[EXTRAIT CHOISI]
* * * * *

Devant les maires francophones réunis à Brazzaville en juillet 1987, le Premier ministre français et maire de Paris (l’actuel président français, M. Jacques Chirac), réaffirmait les missions du français qui doit être la langue de la culture, de l’économie, du social et du technique: “Le développement des techniques, disait-il, lance un défi aux francophones”. Je crois que pour relever ces défis, il importe que les pays francophones les plus favorisés ne restent pas sourds aux difficultés qui assaillent les plus faibles économiquement. Concrètement, je fais allusion au fardeau de l’endettement, à la mobilisation de l’aide, à la lutte contre le sida et le paludisme. Bref, il est impérieux que les pays francophones les plus riches soutiennent les efforts des pays les plus déshérités dans les réformes économiques nécessaires à une croissance soutenue, seuls à même d’éradiquer la pauvreté.
Raison et volonté, solidarité et enthousiasme se doivent d’être les manifestations au fondement de l’implication de tous les Etats au sein de la francophonie. La survie de tous est à ce prix, car le bonheur n’est jamais total que partagé.

* * * * *

Données d'annotation par points
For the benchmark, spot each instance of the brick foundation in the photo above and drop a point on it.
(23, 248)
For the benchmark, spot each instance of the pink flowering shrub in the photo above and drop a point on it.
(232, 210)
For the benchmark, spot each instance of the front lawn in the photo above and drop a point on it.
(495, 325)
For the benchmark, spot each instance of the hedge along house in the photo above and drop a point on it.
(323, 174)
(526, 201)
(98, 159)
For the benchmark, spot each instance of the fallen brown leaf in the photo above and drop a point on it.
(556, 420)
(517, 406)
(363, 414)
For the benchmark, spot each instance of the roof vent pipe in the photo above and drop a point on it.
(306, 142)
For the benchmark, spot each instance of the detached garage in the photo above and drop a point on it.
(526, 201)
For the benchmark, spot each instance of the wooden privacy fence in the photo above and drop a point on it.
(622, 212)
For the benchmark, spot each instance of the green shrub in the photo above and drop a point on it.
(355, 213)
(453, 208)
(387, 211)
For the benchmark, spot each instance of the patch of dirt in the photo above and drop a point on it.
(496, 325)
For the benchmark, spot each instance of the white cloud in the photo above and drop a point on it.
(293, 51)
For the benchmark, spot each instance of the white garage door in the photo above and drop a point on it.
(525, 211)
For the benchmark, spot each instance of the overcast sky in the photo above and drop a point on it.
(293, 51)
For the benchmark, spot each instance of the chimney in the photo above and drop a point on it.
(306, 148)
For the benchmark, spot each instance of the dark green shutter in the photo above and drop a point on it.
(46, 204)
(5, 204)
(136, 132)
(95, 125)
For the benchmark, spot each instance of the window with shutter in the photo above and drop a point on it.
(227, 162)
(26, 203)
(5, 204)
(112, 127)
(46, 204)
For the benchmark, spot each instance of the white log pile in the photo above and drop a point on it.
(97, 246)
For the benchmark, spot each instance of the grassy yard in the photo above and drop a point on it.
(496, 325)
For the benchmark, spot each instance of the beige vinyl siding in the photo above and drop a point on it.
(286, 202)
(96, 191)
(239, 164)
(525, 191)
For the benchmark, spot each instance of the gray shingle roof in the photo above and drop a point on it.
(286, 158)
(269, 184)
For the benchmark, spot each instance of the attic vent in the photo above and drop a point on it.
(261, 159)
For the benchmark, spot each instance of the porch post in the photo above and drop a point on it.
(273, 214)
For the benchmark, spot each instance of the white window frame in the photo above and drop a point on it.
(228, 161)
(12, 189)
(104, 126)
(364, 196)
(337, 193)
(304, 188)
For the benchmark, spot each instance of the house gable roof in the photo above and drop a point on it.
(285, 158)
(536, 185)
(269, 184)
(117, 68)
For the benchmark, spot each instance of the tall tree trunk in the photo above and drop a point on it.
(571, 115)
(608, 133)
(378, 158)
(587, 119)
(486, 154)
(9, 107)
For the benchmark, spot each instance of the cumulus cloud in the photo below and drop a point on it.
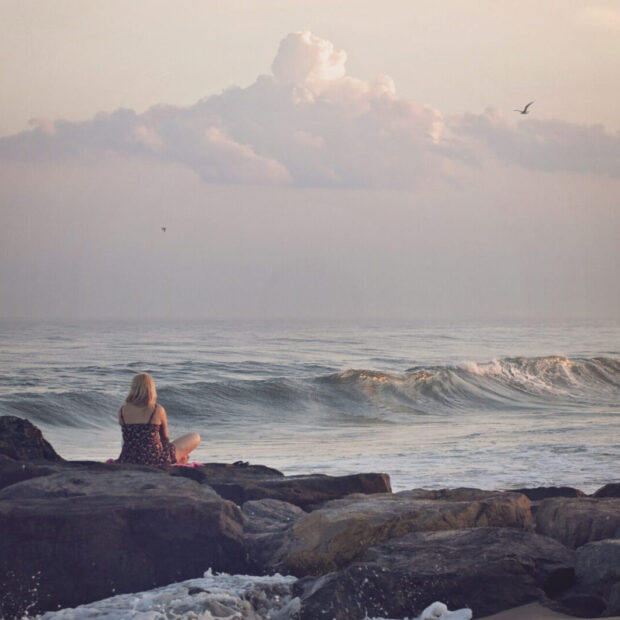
(308, 123)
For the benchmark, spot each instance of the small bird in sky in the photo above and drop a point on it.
(524, 111)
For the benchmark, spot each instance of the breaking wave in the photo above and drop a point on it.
(352, 396)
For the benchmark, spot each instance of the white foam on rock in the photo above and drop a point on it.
(217, 597)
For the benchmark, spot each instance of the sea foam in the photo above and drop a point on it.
(218, 596)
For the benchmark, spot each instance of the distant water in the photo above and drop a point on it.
(490, 406)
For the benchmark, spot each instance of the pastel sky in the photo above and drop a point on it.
(346, 159)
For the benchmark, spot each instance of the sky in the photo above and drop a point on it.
(310, 159)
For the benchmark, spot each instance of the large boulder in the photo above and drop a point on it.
(20, 439)
(328, 538)
(12, 471)
(81, 535)
(577, 521)
(608, 490)
(536, 494)
(597, 570)
(485, 569)
(265, 522)
(245, 483)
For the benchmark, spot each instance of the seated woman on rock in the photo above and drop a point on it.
(145, 429)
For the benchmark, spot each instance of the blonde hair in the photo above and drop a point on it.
(142, 391)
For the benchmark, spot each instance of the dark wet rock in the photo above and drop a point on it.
(579, 604)
(265, 521)
(486, 569)
(577, 521)
(20, 439)
(251, 482)
(328, 538)
(537, 494)
(13, 471)
(597, 564)
(613, 601)
(609, 490)
(80, 535)
(267, 516)
(597, 570)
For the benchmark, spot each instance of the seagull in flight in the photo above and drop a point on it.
(524, 111)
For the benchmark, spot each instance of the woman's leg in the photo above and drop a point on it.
(184, 445)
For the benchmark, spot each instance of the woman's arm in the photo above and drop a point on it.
(163, 420)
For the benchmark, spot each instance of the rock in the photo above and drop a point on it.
(264, 521)
(328, 538)
(609, 490)
(242, 484)
(537, 494)
(81, 535)
(580, 604)
(613, 602)
(13, 471)
(485, 569)
(20, 439)
(576, 521)
(268, 516)
(597, 565)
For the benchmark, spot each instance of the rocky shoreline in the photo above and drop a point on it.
(74, 532)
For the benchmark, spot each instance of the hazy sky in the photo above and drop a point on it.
(310, 159)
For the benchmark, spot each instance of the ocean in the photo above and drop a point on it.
(434, 405)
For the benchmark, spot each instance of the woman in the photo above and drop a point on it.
(145, 429)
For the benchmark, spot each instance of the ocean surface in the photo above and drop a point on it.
(433, 405)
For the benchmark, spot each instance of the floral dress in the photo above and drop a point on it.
(143, 444)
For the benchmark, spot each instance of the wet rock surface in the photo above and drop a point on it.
(332, 536)
(577, 521)
(78, 536)
(20, 439)
(76, 531)
(486, 569)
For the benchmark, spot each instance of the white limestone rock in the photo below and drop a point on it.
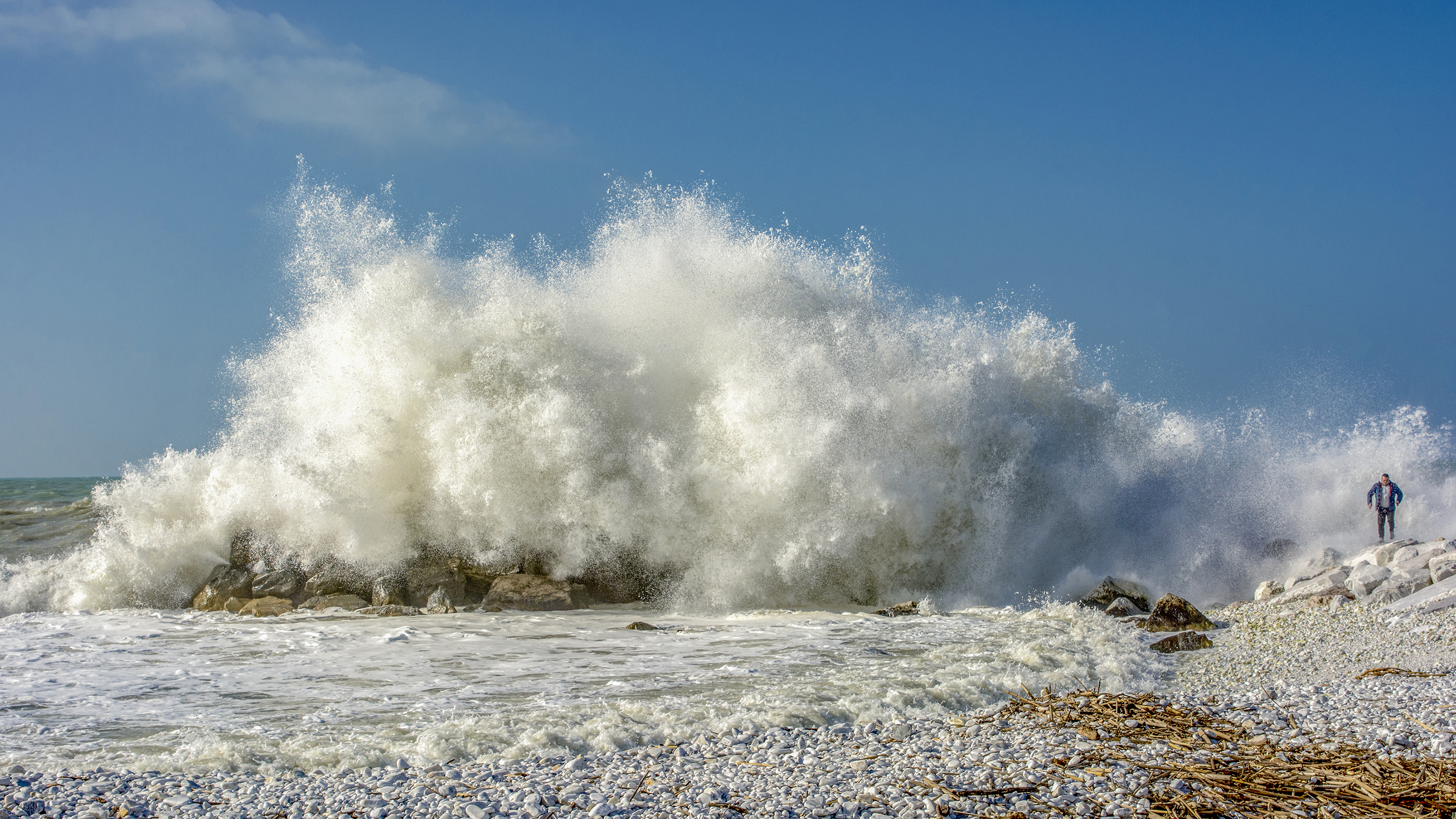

* * * * *

[CONSIGNE ÉCRITE]
Traduisez en anglais cette phrase de l'extrait sur la francophonie : « La survie de tous est à ce prix, car le bonheur n’est jamais total que partagé. »

[RÉSULTAT OBTENU]
The survival of all comes at this price, for happiness is never complete unless it is shared.